> _Data listing_:
#####

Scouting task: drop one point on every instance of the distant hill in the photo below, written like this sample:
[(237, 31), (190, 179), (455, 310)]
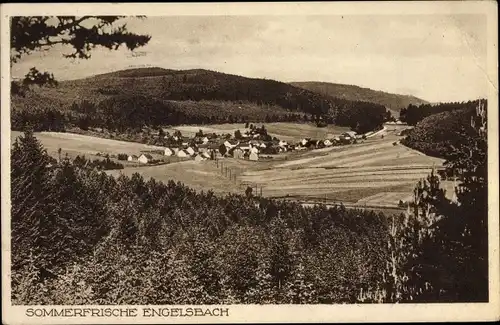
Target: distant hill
[(393, 102), (437, 134), (211, 97)]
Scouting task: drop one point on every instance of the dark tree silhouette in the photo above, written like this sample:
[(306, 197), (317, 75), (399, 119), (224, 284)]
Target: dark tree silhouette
[(35, 33)]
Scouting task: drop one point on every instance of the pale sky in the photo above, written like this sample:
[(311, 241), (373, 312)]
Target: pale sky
[(434, 57)]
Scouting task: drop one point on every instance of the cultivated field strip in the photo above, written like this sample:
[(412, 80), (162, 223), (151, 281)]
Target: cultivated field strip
[(335, 185), (331, 175)]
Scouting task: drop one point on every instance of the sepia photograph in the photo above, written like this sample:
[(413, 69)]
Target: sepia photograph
[(209, 160)]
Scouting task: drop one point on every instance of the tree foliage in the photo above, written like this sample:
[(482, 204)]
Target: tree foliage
[(81, 34), (128, 240)]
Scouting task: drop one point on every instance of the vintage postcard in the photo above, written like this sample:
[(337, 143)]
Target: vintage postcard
[(249, 162)]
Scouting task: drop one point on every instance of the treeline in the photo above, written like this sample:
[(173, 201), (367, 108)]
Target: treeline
[(200, 85), (122, 113), (416, 113), (82, 237), (151, 97), (440, 134)]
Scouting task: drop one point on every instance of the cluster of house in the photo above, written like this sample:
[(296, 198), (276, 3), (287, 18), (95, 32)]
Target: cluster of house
[(203, 148)]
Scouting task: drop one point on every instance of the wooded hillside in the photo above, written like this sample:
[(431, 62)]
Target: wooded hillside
[(195, 97), (394, 102)]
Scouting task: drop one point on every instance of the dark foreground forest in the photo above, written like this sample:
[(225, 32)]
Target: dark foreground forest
[(82, 237)]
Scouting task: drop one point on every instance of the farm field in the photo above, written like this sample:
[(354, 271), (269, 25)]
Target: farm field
[(77, 144), (374, 173), (292, 132)]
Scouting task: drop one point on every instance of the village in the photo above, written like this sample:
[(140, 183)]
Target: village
[(253, 144)]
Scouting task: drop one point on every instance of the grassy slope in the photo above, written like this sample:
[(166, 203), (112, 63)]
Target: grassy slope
[(292, 132), (372, 173), (394, 102)]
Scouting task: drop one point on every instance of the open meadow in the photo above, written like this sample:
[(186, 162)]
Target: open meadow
[(377, 172)]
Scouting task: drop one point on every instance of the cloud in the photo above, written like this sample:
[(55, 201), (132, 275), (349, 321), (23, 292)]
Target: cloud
[(439, 58)]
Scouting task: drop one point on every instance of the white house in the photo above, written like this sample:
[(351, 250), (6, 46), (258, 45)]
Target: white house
[(168, 152), (350, 134), (145, 158), (238, 153), (253, 156), (182, 153), (229, 144)]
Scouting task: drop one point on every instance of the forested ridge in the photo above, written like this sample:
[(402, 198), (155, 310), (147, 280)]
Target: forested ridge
[(393, 102), (146, 242), (416, 113), (167, 97), (440, 134)]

#####

> _Task objective_:
Exactly as written, give again every line from the one containing "Scouting task: drop one point on every instance of the cloud" through the last line of the material above, and no other lines.

> _Expected answer_:
Scouting task: drop one point on every instance of the cloud in the photo above, written like this sample:
[(55, 201), (132, 275), (349, 321), (23, 292)]
Target: cloud
[(439, 58)]
Scouting task: drop one point on every instance of the white house in the photo above, written like this sample:
[(351, 250), (6, 46), (258, 45)]
Target: white house
[(168, 152), (350, 134), (145, 158), (238, 153), (253, 156), (182, 153), (229, 144)]
Scouting task: drop one point on every instance of the forested ridge in the photo above, written like this sample:
[(402, 198), (155, 310), (147, 280)]
Target: forested ridge
[(393, 102), (146, 242), (416, 113), (167, 97), (440, 134)]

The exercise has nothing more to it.